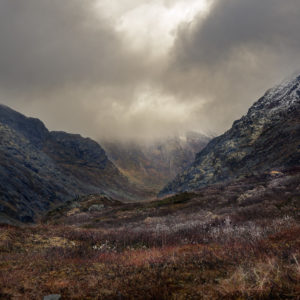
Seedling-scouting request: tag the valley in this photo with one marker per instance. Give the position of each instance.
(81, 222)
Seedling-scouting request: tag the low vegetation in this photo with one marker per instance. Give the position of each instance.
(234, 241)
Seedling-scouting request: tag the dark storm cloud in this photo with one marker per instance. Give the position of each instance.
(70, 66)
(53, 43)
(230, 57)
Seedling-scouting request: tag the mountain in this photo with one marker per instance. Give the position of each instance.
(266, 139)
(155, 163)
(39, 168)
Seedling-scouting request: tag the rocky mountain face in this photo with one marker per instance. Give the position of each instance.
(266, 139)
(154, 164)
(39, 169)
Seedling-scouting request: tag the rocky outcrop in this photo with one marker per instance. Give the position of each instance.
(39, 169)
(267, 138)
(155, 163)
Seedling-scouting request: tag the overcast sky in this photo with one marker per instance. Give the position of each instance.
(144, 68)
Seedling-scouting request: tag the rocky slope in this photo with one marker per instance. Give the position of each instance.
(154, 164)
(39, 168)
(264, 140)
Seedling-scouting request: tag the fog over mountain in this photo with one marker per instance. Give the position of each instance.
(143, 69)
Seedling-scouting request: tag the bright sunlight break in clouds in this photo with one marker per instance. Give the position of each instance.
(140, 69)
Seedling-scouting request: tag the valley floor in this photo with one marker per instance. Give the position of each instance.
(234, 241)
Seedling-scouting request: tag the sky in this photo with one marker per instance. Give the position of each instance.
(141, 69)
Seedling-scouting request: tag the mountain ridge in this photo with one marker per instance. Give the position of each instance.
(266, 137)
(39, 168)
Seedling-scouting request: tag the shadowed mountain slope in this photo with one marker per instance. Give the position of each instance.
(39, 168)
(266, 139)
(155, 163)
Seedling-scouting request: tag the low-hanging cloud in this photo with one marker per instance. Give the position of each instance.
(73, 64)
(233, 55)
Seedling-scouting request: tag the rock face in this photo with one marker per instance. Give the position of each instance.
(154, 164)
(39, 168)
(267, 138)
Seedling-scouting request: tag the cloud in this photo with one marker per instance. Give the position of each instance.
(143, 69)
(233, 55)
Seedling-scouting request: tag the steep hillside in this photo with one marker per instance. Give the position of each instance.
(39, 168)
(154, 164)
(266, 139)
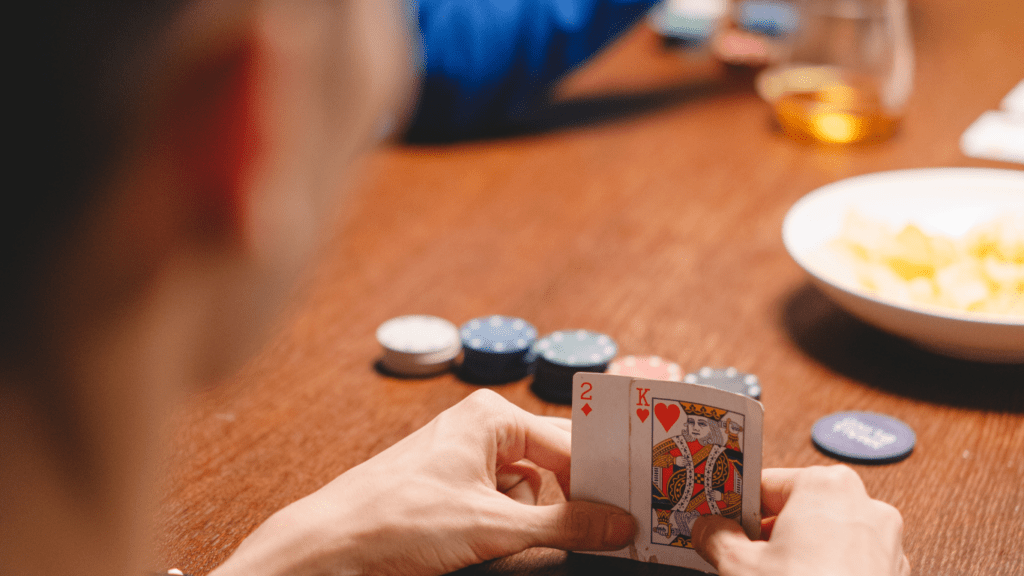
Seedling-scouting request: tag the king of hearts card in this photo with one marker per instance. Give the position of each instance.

#####

→ TASK OBJECTIVE
Repeat the lines above exactly, and keep every picture out.

→ FINAL ANSWER
Seedling-scouting request: tag the valley in this photo with one marker per instance. Give the position of each instance.
(81, 222)
Seedling-scouting request: tag the low vegetation in this photo with one marker per instance. Give the position of each instance.
(234, 241)
Seedling-scouting request: tag the dark storm cloud in this photo with one marker per instance. Give the position of each instance.
(70, 66)
(53, 43)
(230, 57)
Seedling-scouting request: tag the mountain in this photo with one marker per instance. Give the position of each instance.
(266, 139)
(155, 163)
(39, 168)
Seedling-scouting request: tag the rocky mountain face in this photo with one marker per instance. Give the position of each instance.
(266, 139)
(154, 164)
(39, 169)
Seedling-scouting request: tag the rocky outcrop in this photo with one marker per instance. Give the position of each instance.
(39, 169)
(267, 138)
(155, 163)
Seedling-scouting request: tag the overcast sky in this photo with one marker per instance. Give the position of each instance.
(144, 68)
Seedling-scouting request: tag the rocky slope in this photo with one marker per instance. Give the position of each instance.
(154, 164)
(39, 168)
(264, 140)
Seedling-scouting request: tag the fog over mountain in this photo with one marker per instance. Give the position of each instance.
(143, 69)
Seedling-scouting request: tag the bright sunlight break in clouds in this photo with one marker per instance. Give the position of each instance.
(140, 69)
Seedling-scouting request: tag the valley floor in this photo with one marker per instance. Give the position of each instance.
(234, 241)
Seedling-scouting request: tag the sky in this photo with one marker per instance. Give the position of each instance.
(141, 69)
Seedling-scouting request: tag the mountain ridge in this photo with one marker per instance. Give the position of each instance.
(266, 137)
(39, 168)
Seedling-scouting request: tag the shadowed mountain slope in this photo with one marker per instance. Give the position of each instance.
(39, 168)
(266, 139)
(155, 163)
Seedling-scouting request: tag the low-hanging cloud in this photo with one marker per instance. Give the position of each instance.
(73, 64)
(233, 55)
Seedling-scouting request: tag the rock face in this photo with one marker per instance. Give the position of each instance.
(154, 164)
(39, 168)
(267, 138)
Seedling-scouting request: tag the cloud in this photo with one marker per instance. Give the position of each instance.
(143, 69)
(233, 55)
Seedling-scouting request: tag the steep hillside in this photo with one marker per instance. Give the position of each instance.
(39, 168)
(154, 164)
(266, 139)
Seedling-scouting request: tag the king of hearts card in this photo with one marker per instance. Give the position of each instance.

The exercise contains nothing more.